→ **Source document**:
The police officer sat, dutifully transcribing, as family heads registered with him to replace their documents. Because the local police station and commune hall were also lost in the blaze, the officer was reduced to working in a vacant lot, but he had already re-registered more than 100 families out of 452 in the community and declined to break for an interview.

“We’re getting a headache with these things,” he said.

Those waiting for their time with the officer, some of whom said they had been living in the predominantly Cham Muslim fishing community for almost 30 years, said efforts to salvage their identification had been in vain.

“When the fire blew into my house, I grabbed my family book, my family’s identification cards and other documents to take to my neighbour’s house, but the fire spread there as well. Everything was lost,” said Mot Voeu, 52.

Officials are still at a loss to explain the source of the flames, which left almost 2,000 people homeless, though residents say it originated in the home of a local medicine seller who fled the scene and later blamed the fire on his Cham Muslim neighbours. The seller has since gone into hiding, 70-year-old resident Ny Mann said.

Young men wielding sledgehammers and pickaxes hacked away at the remnants of the many structures gutted by the fire, while children and elderly residents sat amid the rubble under makeshift tents provided by the Cambodian Red Cross (CRC) on the sites where their homes had been.

Fah Maryah, 41, said she was forced to stay under her tent around the clock to prevent scavengers from taking the few possessions left at the site of her former home. She and her neighbours have been sleeping on cots and wooden tables covered by blankets, using pieces of broken wooden furniture to feed charcoal fires.

“We live without walls and doors – just under tents,” she said. “It is very cold for us at night, so now many children are starting to get fevers.”

Officials from the CRC have thus far led the push to help victims, and Neth Sophana, the CRC’s director of disaster management, pledged to distribute mosquito nets, blankets, fish sauce and 50 kilograms of rice to each of the affected families. The CRC is working to recruit more donors for the effort, Neth Sophana said.

Russey Keo district Deputy Governor Ly Rosamy said the government was aware of the concerns in the community and hoped to address them within the next few days.

“We know that some people have become sick, so we will send health officials to the area to examine the affected residents and provide medicine to them,” she said.

For the moment, many residents said, they are relying on informal support from friends and relatives in Phnom Penh.

“My teacher raised money for me and other children in order to replace our books and school supplies,” said Nach Ny, 13, as children raced home from school in the narrow streets, hopping over levelled walls and playing amid the rubble.

→ **Task goal**: Retype the passage from the report on the fire, starting with "Russey Keo district" and going on through "amid the rubble.".

→ **Extracted data entries**:

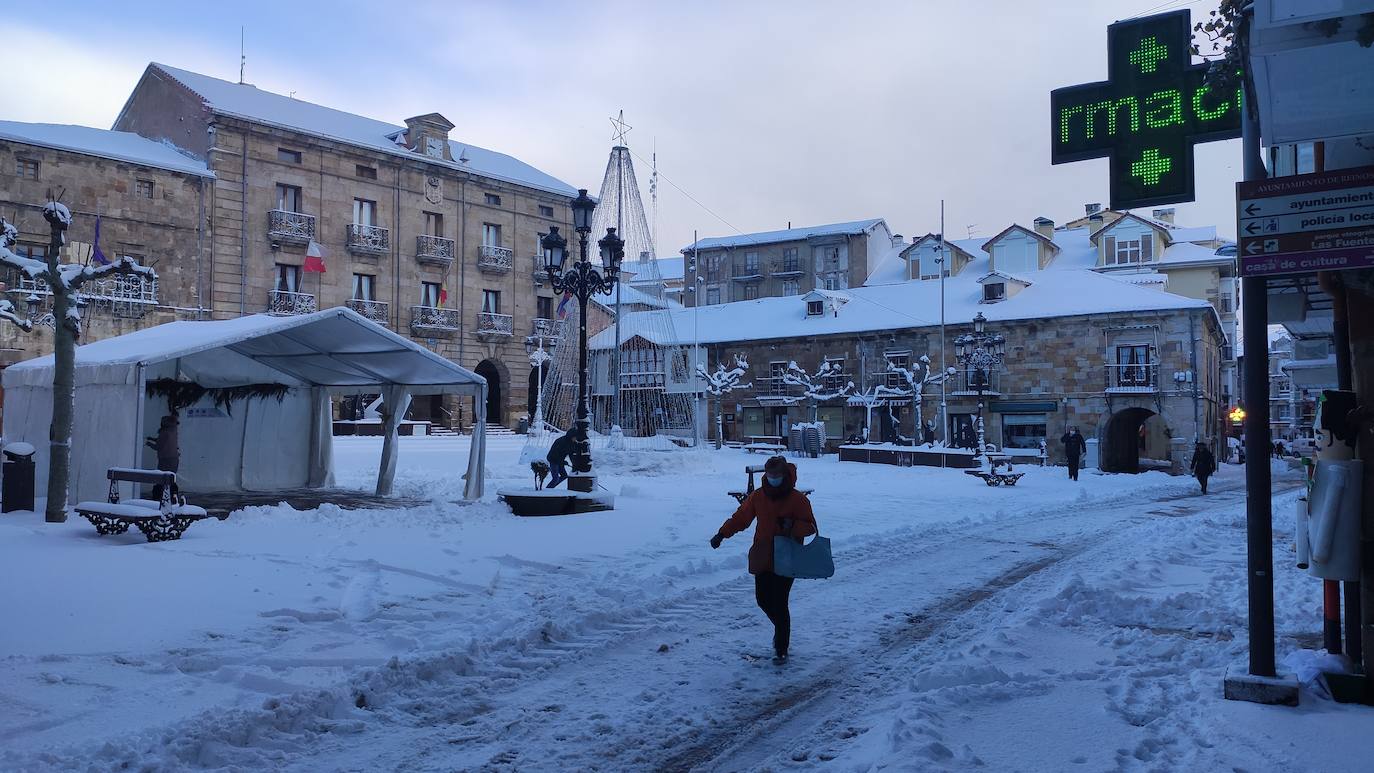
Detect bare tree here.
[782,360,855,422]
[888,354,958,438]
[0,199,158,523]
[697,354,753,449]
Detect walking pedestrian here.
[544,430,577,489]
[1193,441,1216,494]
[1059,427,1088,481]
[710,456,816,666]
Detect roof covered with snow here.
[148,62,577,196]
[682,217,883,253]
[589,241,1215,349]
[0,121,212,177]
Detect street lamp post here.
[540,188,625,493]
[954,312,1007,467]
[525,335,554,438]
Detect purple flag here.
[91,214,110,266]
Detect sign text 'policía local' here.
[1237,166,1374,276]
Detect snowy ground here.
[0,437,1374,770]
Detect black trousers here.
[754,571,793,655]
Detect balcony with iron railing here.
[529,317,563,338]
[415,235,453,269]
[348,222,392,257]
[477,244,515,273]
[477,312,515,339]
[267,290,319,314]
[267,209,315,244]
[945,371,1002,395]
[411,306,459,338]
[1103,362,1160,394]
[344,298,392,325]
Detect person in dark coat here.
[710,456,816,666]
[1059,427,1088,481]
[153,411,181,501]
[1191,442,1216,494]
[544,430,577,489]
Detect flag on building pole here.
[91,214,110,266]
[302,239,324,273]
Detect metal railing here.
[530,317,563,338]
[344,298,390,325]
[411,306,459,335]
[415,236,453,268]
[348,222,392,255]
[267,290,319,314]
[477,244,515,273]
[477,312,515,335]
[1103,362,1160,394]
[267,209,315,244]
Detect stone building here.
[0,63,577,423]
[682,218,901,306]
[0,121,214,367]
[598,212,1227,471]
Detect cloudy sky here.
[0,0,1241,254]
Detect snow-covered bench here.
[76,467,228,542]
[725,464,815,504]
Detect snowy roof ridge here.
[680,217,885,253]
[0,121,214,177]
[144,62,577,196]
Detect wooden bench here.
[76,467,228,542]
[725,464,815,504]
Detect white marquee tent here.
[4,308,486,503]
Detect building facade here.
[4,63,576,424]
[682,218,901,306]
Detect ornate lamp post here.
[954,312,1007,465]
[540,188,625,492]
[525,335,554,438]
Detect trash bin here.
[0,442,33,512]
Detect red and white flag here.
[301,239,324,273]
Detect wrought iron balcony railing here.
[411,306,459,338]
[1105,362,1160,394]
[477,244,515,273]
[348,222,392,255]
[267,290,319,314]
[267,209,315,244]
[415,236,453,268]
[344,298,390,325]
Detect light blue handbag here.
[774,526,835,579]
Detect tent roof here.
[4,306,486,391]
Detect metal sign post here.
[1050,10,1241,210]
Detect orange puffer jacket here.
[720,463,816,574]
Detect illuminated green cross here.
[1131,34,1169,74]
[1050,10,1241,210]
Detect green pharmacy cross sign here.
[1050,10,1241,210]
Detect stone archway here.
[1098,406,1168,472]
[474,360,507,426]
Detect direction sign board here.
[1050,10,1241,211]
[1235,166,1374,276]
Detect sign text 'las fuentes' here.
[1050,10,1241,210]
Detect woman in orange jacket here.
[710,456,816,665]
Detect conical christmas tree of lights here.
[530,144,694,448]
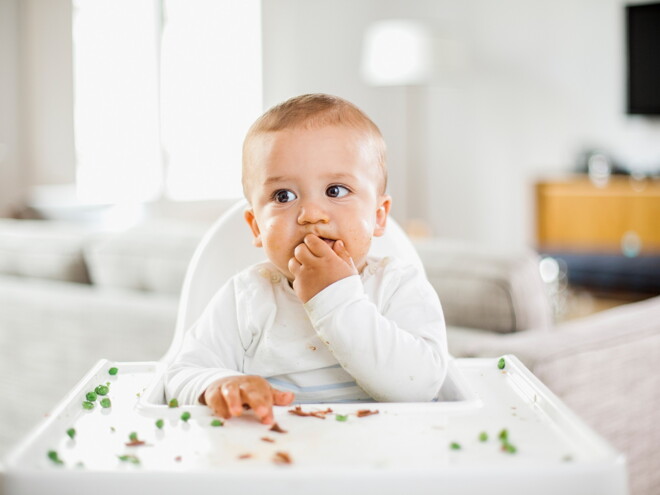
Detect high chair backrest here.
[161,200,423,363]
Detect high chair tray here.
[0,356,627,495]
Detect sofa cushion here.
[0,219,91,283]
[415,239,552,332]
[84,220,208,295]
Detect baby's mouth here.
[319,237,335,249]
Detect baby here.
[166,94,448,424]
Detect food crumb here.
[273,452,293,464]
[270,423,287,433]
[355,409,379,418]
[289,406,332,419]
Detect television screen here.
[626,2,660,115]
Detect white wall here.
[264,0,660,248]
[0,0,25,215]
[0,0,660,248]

→ **Output below**:
Russey Keo district Deputy Governor Ly Rosamy said the government was aware of the concerns in the community and hoped to address them within the next few days.

“We know that some people have become sick, so we will send health officials to the area to examine the affected residents and provide medicine to them,” she said.

For the moment, many residents said, they are relying on informal support from friends and relatives in Phnom Penh.

“My teacher raised money for me and other children in order to replace our books and school supplies,” said Nach Ny, 13, as children raced home from school in the narrow streets, hopping over levelled walls and playing amid the rubble.